Das sieht man gleich in den Regalen der Rucksackabteilung: Links stehen die Herrenmodelle und rechts - endlich (!) - Damenrucksäcke. Erstaunlicherweise hat die Branche lange gebraucht, um auf den unterschiedlichen Körperbau von Männlein und Weiblein einzugehen. Selbst der Vorreiter Deuter verkauft Damenrucksäcke - zu erkennen am SL im Namen - erst seit 2006. Dabei ist schon bei der Hüftflosse klar, dass Damen ein anderes Modell brauchen. Sonst schmiegt sich bei ihnen der Gurt nicht passgenau ans Becken, sondern steht über- oder unterhalb der Hüfte ab.
Was ist so schlimm daran, wenn bei Frauen die Hüftflosse etwas absteht?Die Hüftflosse ist sehr wichtig, da sie den Großteil der Last trägt. Deshalb muss sie perfekt sitzen. Bei den Männern, deren Übergang von Taille zu Becken ja meist gerade verläuft, zieht man den Gurt seitlich an den Körper heran. Das Becken der Damen läuft breiter aus, sodass die Hüftflosse bei ihnen eher von oben auf dem Beckenknochen aufsitzt. Deshalb ist sie bei Damenmodellen anders geformt und außerdem weicher gepolstert.
■ ■ ■ ■
Aufgaben:
[1] Seit welchem Jahr verkauft Deuter laut dem Text über Damenrucksäcke Modelle für Frauen?
[2] Gib den Abschnitt des Textes über Damenrucksäcke wieder, beginnend bei „Das sieht man“ und endend bei „der Hüfte ab.“, und tausche dabei „Herrenmodelle“ gegen „Männermodelle“ aus.
[3] Fahre mit dem Text über Damenrucksäcke nach seinem letzten Satz fort.

Bereitgestellte Angaben:
■ ■ ■ ■
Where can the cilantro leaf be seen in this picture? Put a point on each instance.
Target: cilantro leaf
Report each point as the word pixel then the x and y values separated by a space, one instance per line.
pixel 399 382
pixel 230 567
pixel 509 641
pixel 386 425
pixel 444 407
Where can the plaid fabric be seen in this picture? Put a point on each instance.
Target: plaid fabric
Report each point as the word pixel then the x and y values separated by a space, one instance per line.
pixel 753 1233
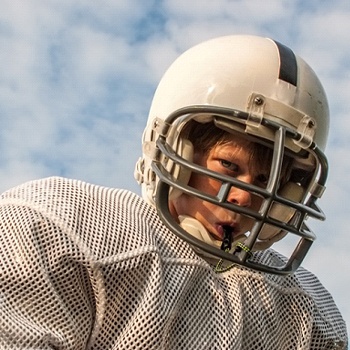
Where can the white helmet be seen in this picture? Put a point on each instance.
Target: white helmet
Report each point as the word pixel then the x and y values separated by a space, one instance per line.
pixel 260 88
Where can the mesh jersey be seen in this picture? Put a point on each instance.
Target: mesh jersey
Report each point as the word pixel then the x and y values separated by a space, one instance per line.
pixel 84 266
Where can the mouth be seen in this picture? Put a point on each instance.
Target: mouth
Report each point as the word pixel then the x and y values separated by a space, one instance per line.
pixel 222 229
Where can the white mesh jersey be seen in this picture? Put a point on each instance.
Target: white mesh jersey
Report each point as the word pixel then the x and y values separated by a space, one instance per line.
pixel 88 267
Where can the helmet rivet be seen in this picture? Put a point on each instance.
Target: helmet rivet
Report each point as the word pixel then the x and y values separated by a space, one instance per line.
pixel 258 100
pixel 311 123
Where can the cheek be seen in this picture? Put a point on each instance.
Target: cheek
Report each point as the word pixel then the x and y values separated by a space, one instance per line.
pixel 204 184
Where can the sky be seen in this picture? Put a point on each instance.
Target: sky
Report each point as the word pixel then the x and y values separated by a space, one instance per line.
pixel 77 79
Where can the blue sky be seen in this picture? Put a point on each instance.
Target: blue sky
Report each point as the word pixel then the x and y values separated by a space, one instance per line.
pixel 77 78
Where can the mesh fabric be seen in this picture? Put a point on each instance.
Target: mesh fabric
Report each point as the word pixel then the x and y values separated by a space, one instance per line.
pixel 84 266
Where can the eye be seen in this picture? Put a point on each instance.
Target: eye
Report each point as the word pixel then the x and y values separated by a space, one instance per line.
pixel 229 165
pixel 262 179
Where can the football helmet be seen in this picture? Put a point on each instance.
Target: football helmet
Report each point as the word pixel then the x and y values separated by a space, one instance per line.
pixel 258 87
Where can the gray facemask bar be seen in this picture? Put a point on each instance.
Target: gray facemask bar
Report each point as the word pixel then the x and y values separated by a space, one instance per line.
pixel 269 196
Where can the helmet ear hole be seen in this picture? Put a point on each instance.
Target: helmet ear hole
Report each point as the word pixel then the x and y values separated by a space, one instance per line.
pixel 184 148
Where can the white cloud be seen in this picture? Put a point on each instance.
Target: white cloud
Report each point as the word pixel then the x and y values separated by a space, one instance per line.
pixel 77 78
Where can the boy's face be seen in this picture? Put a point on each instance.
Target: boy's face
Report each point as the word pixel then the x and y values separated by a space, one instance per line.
pixel 232 158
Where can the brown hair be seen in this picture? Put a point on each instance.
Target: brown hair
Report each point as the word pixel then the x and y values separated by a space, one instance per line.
pixel 206 136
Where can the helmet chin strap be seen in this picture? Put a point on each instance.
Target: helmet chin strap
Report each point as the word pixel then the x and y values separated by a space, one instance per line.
pixel 197 230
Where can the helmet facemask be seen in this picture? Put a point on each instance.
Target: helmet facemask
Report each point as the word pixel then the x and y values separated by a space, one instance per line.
pixel 260 89
pixel 286 201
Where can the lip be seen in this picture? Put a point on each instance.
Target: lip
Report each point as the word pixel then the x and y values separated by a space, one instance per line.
pixel 219 230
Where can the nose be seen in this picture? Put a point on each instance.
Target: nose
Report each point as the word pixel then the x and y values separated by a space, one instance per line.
pixel 239 196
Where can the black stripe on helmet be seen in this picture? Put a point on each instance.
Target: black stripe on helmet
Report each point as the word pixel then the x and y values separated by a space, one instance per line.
pixel 288 64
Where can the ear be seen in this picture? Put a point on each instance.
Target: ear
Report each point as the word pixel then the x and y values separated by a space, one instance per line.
pixel 281 212
pixel 184 149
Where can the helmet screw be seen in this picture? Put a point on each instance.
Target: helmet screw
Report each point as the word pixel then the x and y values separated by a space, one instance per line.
pixel 311 123
pixel 258 100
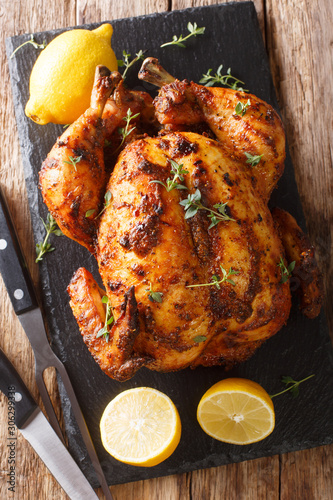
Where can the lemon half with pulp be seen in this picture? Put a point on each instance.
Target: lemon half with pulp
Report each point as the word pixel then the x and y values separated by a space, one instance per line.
pixel 140 426
pixel 236 411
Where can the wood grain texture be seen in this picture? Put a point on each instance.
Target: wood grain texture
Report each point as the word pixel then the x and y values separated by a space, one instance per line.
pixel 33 479
pixel 297 35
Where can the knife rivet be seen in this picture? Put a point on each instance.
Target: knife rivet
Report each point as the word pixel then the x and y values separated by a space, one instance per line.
pixel 3 244
pixel 18 397
pixel 18 294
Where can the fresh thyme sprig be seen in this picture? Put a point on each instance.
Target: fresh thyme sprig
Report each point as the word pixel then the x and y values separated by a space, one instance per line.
pixel 286 272
pixel 125 61
pixel 154 296
pixel 241 108
pixel 253 160
pixel 32 42
pixel 51 228
pixel 194 31
pixel 228 80
pixel 73 160
pixel 216 280
pixel 104 332
pixel 193 203
pixel 293 385
pixel 178 175
pixel 199 338
pixel 125 132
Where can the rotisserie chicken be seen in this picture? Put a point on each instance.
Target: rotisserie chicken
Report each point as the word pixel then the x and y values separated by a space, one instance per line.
pixel 188 251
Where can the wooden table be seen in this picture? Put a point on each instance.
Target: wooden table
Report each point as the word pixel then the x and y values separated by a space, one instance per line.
pixel 298 40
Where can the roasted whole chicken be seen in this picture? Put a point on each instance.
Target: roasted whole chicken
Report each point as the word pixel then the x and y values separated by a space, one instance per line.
pixel 195 266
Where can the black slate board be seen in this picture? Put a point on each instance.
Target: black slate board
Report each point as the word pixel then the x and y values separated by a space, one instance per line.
pixel 303 347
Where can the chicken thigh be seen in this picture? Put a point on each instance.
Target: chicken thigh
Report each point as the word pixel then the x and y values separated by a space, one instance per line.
pixel 188 251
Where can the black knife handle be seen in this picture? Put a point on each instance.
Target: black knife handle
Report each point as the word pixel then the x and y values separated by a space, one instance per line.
pixel 12 264
pixel 20 402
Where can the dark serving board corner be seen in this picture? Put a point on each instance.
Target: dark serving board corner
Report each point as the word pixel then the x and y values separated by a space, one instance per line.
pixel 302 347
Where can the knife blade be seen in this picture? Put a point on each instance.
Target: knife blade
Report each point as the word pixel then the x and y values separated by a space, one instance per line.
pixel 37 430
pixel 20 288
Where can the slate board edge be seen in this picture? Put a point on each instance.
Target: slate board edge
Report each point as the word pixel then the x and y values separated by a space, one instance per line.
pixel 31 187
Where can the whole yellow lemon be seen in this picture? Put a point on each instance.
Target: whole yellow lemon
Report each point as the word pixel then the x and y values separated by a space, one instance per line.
pixel 62 78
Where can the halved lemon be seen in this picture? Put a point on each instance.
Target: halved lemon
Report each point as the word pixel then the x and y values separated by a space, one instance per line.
pixel 236 411
pixel 140 426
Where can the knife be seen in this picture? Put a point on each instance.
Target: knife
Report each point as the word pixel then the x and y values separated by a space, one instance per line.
pixel 37 430
pixel 21 292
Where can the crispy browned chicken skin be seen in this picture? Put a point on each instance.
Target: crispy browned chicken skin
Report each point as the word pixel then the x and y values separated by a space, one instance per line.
pixel 159 267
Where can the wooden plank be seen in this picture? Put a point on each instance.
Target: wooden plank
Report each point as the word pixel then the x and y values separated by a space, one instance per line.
pixel 252 480
pixel 102 10
pixel 32 477
pixel 297 34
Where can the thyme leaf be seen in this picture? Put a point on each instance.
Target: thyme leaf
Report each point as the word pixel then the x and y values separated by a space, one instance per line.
pixel 154 296
pixel 193 29
pixel 241 108
pixel 32 42
pixel 178 175
pixel 51 228
pixel 253 160
pixel 73 160
pixel 199 338
pixel 293 385
pixel 104 332
pixel 216 280
pixel 193 203
pixel 125 61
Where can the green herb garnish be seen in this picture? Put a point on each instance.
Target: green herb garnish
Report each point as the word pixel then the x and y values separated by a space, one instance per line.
pixel 194 31
pixel 228 80
pixel 90 212
pixel 154 296
pixel 125 61
pixel 216 280
pixel 51 228
pixel 32 42
pixel 253 160
pixel 293 385
pixel 193 203
pixel 241 108
pixel 199 338
pixel 108 320
pixel 178 175
pixel 286 271
pixel 73 160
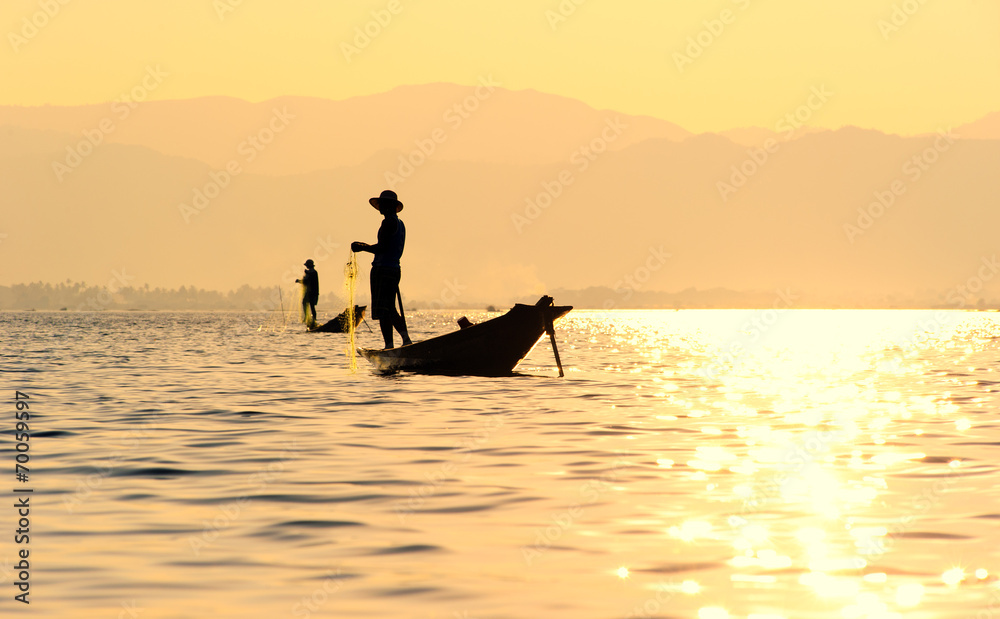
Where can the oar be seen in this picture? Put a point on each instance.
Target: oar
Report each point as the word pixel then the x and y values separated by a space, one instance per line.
■ ■ ■ ■
Ergebnisse:
[1] Seit 2006.

[2]
Das sieht man gleich in den Regalen der Rucksackabteilung: Links stehen die Männermodelle und rechts - endlich (!) - Damenrucksäcke. Erstaunlicherweise hat die Branche lange gebraucht, um auf den unterschiedlichen Körperbau von Männlein und Weiblein einzugehen. Selbst der Vorreiter Deuter verkauft Damenrucksäcke - zu erkennen am SL im Namen - erst seit 2006. Dabei ist schon bei der Hüftflosse klar, dass Damen ein anderes Modell brauchen. Sonst schmiegt sich bei ihnen der Gurt nicht passgenau ans Becken, sondern steht über- oder unterhalb der Hüfte ab.

[3]
Was ist noch anders an einem Damenrucksack?Die Rückenpartie ist kürzer und schmaler. Selbst wenn Frau und Mann gleich groß sind, fallen die Beine der Frau im Verhältnis meist länger aus als der Rücken. Und: Die Schulterträger sind ebenfalls kürzer und schmaler, da sie sich zwischen der Brust und der Achsel durchschlängeln müssen. Da ist naturgemäß meist nicht so viel Platz wie bei den Herren.
Berücksichtigen alle Hersteller diese drei anatomischen Unterschiede zwischen Mann und Frau?Neben Deuter machen auch Premiumhersteller wie Gregory und Osprey in dieser Hinsicht einen super Job. Andere Herstellern gehen nicht so stark auf den "kleinen Unterschied" ein: Sie bieten zwar auch kürzere Rückenlängen, passen aber Schulterträger und Hüftflossen nicht so stark an die Anatomie an; da passt oft auch den Herren das Damenmodell.
Und umgekehrt? Kann ich heutzutage als Frau ein Herrenmodell tragen?Wichtig ist, dass der Rucksack perfekt passt. Eine Frau mit längerem Rücken kann sich also durchaus im Nachbarregal umsehen. Gleiches gilt für Männer mit einem eher kurzen Rücken - ob die Herren dann die Blüte an den Deuter-Damenmodellen dranlassen, ist eine andere Frage. (lacht)
Florian Wolf (32)...... arbeitet seit Eröffnung von Globetrotter München 2011 in der Rucksackabteilung. Der gebürtige Odenwälder hat seinen Master und etliche Trekkingtouren in Australien gemacht. Acht Rucksäcke besitzt er. Einer davon ist der Deuter Allrounder ACT Trail 32, mit dem er im letzten Sommer drei Wochen autark durch Wales gewandert ist.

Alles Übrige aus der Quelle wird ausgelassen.